WORK TO COMPLETE
Where does the string "drawer" appear in the listing below? Copy every line where it does.
★ ★ ★ ★ ★ ★ ★
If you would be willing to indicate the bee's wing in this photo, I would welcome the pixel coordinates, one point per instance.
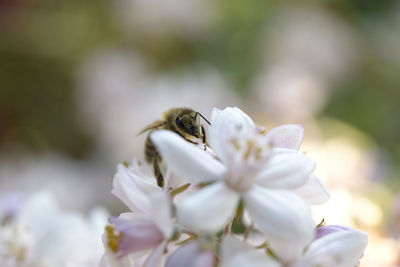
(152, 126)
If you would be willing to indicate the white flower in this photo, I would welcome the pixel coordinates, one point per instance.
(191, 254)
(341, 248)
(42, 235)
(147, 230)
(250, 167)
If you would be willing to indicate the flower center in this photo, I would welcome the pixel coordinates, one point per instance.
(114, 239)
(249, 156)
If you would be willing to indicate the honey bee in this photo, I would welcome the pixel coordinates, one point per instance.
(183, 121)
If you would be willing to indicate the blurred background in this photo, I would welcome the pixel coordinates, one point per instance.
(79, 79)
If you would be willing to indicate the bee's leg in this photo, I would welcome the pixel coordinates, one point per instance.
(157, 172)
(204, 139)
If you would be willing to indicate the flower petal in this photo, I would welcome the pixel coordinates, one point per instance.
(282, 215)
(314, 191)
(286, 169)
(287, 136)
(191, 255)
(125, 188)
(342, 248)
(238, 254)
(186, 159)
(161, 212)
(137, 235)
(229, 123)
(155, 257)
(209, 209)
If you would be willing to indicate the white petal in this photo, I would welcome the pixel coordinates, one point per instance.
(238, 254)
(209, 209)
(155, 257)
(161, 211)
(280, 214)
(191, 255)
(287, 136)
(125, 188)
(214, 113)
(314, 191)
(186, 159)
(229, 123)
(286, 169)
(342, 249)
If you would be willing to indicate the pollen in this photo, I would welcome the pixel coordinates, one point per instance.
(250, 147)
(113, 238)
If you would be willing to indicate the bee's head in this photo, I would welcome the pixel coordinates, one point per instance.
(190, 123)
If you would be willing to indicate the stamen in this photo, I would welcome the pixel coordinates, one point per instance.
(250, 147)
(113, 239)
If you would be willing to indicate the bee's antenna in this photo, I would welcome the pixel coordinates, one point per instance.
(198, 113)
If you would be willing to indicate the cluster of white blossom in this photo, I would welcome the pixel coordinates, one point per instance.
(244, 200)
(35, 232)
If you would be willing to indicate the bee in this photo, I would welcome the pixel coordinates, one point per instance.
(183, 121)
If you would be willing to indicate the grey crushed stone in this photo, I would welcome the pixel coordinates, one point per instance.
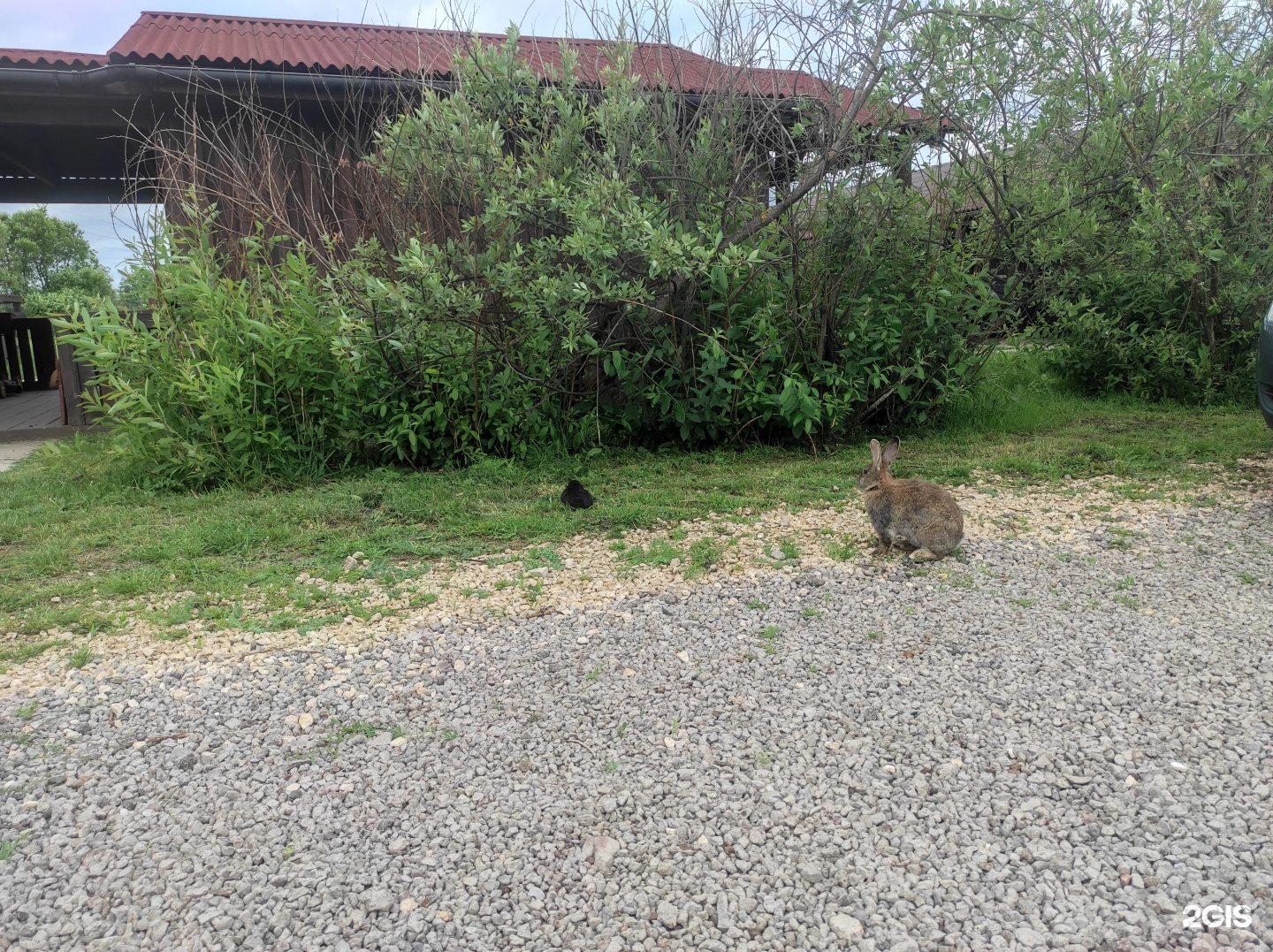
(1007, 758)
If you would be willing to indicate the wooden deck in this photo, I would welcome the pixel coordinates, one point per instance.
(34, 415)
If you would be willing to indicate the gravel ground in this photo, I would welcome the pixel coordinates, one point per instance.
(1056, 743)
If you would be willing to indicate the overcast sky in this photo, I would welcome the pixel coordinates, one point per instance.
(95, 26)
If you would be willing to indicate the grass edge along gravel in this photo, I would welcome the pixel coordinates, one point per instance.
(78, 540)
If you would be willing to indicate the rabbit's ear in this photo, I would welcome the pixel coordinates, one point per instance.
(890, 452)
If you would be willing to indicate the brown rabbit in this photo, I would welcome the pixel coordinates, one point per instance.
(916, 514)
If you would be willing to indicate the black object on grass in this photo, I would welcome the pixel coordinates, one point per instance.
(576, 497)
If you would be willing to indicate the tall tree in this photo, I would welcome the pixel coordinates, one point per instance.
(41, 254)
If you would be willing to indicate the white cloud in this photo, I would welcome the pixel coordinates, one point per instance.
(109, 228)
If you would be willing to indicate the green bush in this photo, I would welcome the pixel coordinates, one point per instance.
(236, 384)
(564, 286)
(1151, 257)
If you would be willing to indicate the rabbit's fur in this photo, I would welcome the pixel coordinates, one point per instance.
(911, 513)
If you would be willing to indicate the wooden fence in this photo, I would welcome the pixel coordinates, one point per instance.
(29, 354)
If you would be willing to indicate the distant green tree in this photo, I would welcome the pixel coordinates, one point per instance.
(49, 263)
(138, 288)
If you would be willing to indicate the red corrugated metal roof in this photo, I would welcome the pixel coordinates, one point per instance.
(205, 40)
(49, 58)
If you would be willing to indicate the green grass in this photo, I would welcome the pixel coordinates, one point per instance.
(72, 529)
(27, 711)
(659, 552)
(9, 848)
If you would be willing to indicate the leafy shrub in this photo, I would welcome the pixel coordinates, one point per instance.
(567, 283)
(1152, 259)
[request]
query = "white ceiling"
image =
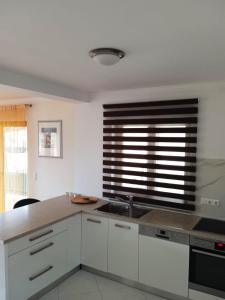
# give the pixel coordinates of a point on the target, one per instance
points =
(167, 41)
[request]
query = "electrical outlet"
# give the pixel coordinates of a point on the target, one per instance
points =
(209, 201)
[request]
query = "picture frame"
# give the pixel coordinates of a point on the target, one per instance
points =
(50, 139)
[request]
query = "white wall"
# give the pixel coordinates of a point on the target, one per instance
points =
(89, 128)
(55, 176)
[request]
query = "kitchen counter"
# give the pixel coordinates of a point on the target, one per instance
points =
(25, 220)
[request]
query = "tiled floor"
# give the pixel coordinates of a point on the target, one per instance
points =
(87, 286)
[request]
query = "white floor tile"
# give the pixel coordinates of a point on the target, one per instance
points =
(79, 283)
(88, 286)
(52, 295)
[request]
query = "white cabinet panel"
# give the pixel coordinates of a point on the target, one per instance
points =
(36, 237)
(74, 241)
(196, 295)
(123, 249)
(164, 265)
(94, 242)
(36, 267)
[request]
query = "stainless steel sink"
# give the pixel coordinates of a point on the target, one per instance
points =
(123, 210)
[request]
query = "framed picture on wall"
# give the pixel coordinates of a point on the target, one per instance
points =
(50, 139)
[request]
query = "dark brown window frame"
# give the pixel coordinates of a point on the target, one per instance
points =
(180, 113)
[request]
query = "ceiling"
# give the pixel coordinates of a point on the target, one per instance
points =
(166, 41)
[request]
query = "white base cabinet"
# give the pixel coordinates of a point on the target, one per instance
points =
(196, 295)
(35, 268)
(31, 263)
(123, 249)
(164, 265)
(74, 242)
(94, 242)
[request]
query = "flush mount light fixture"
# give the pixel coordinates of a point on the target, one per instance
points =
(106, 56)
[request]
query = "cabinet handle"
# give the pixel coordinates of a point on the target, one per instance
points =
(123, 226)
(40, 235)
(41, 273)
(162, 236)
(94, 221)
(41, 249)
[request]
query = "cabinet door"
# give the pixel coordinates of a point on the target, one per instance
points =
(94, 242)
(123, 249)
(74, 241)
(164, 265)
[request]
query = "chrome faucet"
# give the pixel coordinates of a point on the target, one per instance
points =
(129, 201)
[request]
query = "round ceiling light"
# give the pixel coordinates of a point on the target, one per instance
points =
(106, 56)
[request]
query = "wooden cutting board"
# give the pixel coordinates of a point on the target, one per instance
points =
(84, 200)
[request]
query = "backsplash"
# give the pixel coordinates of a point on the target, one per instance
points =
(211, 184)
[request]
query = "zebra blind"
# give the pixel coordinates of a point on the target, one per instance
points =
(149, 151)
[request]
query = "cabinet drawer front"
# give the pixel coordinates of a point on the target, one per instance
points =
(35, 268)
(36, 237)
(123, 249)
(94, 242)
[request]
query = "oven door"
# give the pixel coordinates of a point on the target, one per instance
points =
(207, 271)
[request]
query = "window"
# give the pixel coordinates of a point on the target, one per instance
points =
(15, 165)
(150, 152)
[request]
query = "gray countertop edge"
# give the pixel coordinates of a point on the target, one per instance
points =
(91, 209)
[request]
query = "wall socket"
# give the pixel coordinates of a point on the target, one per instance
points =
(209, 201)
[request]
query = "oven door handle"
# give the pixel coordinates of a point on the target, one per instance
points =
(207, 253)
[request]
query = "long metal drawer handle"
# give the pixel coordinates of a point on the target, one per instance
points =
★ ★ ★ ★ ★ ★ ★
WRITTEN SOLUTION
query = "cabinet drawer front"
query = "long metal drawer handle"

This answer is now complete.